**WHAT NEEDS TO BE DONE:**
The full set of entries below should be transcribed exactly.

**STORED DATA:**

»»

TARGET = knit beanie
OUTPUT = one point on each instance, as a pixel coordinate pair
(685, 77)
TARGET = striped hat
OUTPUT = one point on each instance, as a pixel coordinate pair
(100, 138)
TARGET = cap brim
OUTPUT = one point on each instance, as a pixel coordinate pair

««

**ANSWER TO THIS TASK:**
TARGET = knit beanie
OUTPUT = one point on each instance, as a pixel coordinate pair
(685, 77)
TARGET = striped hat
OUTPUT = one point on each instance, as a pixel coordinate pair
(100, 138)
TARGET = cap brim
OUTPUT = one point on each instance, as a pixel coordinate pair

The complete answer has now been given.